## [Work to do]
Please switch each "one point per instance" in the data below to "one point per item", and write out all the lines again with nothing else changed.

## [Materials provided]
* * * *
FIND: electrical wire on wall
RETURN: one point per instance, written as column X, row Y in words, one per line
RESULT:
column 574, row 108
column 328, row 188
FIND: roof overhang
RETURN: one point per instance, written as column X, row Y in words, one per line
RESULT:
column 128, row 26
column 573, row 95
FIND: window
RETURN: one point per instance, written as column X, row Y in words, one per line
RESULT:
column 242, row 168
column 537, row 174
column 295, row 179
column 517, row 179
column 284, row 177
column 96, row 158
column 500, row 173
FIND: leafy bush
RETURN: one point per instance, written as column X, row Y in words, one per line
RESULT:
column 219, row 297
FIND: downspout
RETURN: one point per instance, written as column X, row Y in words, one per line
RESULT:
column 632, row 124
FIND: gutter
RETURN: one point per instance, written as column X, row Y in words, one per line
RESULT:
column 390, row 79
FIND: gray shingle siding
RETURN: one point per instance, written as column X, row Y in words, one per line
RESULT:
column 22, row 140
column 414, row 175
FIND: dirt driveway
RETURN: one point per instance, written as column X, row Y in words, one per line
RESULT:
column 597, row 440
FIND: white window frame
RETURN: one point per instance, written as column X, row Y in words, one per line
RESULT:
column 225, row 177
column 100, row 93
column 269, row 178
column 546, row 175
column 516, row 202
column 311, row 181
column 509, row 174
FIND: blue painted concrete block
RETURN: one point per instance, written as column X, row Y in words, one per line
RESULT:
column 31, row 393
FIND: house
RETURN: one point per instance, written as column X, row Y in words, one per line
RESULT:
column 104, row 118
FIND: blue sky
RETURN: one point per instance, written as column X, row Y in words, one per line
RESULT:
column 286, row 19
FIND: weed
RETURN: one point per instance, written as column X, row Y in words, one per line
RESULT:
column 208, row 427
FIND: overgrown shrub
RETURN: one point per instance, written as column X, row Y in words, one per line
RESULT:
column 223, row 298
* * * *
## [Solution for this exercise]
FIND: electrical wire on wall
RETURN: one point per item, written as column X, row Y in words, one per line
RESULT:
column 574, row 108
column 328, row 188
FIND: roof overhang
RETURN: one point per item, written as column X, row Y in words, one per line
RESULT:
column 128, row 26
column 573, row 95
FIND: window
RETURN: one point per item, written as column X, row Y in words, one per line
RESULT:
column 242, row 168
column 537, row 174
column 295, row 179
column 517, row 179
column 284, row 177
column 96, row 158
column 500, row 173
FIND: leafy bush
RETURN: one point per item, written as column X, row Y in words, one per line
RESULT:
column 219, row 297
FIND: downspout
RETURN: one point per item, written as column X, row Y in words, one per line
RESULT:
column 632, row 124
FIND: gutter
RETURN: one point per item, written as column X, row Y in words, one per line
RESULT:
column 390, row 79
FIND: gray shingle siding
RETURN: one point per item, written as column X, row Y in words, one per line
RESULT:
column 22, row 140
column 414, row 175
FIND: dirt driveway
RETURN: one point per item, written as column X, row Y in words, one per line
RESULT:
column 597, row 440
FIND: white window frame
RETURN: one point per item, written as column X, row Y in words, one per line
RESULT:
column 225, row 177
column 100, row 93
column 269, row 178
column 546, row 175
column 516, row 202
column 311, row 181
column 509, row 174
FIND: blue painted concrete block
RETURN: one point per item, written as column X, row Y in words, one per line
RESULT:
column 31, row 393
FIND: house
RETURN: one point per item, written as column X, row Y in words, one per line
RESULT:
column 104, row 118
FIND: blue sky
RETURN: one point per item, written as column X, row Y in words, one per line
RESULT:
column 286, row 19
FIND: weed
RETURN: one point per item, written as column X, row Y in words, one per line
RESULT:
column 208, row 427
FIND: overgrown shrub
RETURN: one point per item, written as column X, row Y in words, one per line
RESULT:
column 223, row 298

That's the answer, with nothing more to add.